TASK REQUIREMENTS.
[a] Please copy down the part of the RAG corpus passage that opens with the words "Dependencies for Testing" and closes with "what's in requirements.txt.".
[b] According to the RAG corpus passage, which embedding model is used, and how many dimensions does it have?

PASSAGE PROVIDED.

======

4. RAG Corpus Statistics

Metric	Value
Total guidelines	62
Specialties covered	14
Guidelines stored in ChromaDB	62
Embedding model	all-MiniLM-L6-v2 (384 dimensions)
Embedding time (full rebuild)	~5 s
ChromaDB persist directory	`./data/chroma`
Source file	`app/data/clinical_guidelines.json`

Guidelines per Specialty

Specialty	Count
Emergency Medicine	10
Cardiology	8
Endocrinology	7
Gastroenterology	5
Infectious Disease	5
Pulmonology	4
Neurology	4
Psychiatry	4
Pediatrics	4
Nephrology	2
Hematology	2
Rheumatology	2
OB/GYN	2
Preventive / Perioperative / Dermatology	3

5. Test Infrastructure

File	Lines	Purpose
`test_e2e.py`	~60	Submit chest pain case, poll for completion, validate all 6 steps
`test_clinical_cases.py`	~400	22 clinical cases with keyword validation, CLI flags for filtering
`test_rag_quality.py`	~350	30 RAG retrieval queries with expected guideline IDs, relevance scoring
`test_poll.py`	~30	Utility: poll a case ID until completion

Dependencies for Testing

Tests use only the standard library + httpx (for REST calls) and the backend's own modules (for RAG tests). No additional test frameworks required beyond what's in requirements.txt.

======

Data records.
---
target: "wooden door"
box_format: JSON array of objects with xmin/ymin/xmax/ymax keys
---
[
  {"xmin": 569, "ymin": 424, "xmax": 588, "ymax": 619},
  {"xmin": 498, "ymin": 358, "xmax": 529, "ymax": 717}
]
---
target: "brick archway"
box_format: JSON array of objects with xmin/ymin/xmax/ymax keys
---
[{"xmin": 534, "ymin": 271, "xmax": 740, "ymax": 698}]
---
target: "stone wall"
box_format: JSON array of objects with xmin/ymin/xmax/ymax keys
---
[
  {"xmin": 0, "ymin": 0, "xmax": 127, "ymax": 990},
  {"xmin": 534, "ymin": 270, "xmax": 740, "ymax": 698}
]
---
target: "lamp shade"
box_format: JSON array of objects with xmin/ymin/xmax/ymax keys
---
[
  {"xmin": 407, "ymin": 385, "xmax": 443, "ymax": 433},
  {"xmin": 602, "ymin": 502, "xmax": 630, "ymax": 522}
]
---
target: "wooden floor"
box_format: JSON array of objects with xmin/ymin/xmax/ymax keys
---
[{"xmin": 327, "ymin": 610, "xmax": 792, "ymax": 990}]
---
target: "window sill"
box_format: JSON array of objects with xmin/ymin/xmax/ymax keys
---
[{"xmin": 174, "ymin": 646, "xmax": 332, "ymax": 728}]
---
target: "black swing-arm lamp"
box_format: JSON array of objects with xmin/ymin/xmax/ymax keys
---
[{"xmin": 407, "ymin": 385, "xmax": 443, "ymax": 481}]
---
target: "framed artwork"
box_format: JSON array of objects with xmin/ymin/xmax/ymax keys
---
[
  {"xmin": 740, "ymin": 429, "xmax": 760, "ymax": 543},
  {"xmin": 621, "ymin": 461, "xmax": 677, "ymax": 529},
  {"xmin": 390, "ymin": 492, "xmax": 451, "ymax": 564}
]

======

COMPLETED EXERCISE.
[a]
Dependencies for Testing

Tests use only the standard library + httpx (for REST calls) and the backend's own modules (for RAG tests). No additional test frameworks required beyond what's in requirements.txt.

[b] all-MiniLM-L6-v2, with 384 dimensions.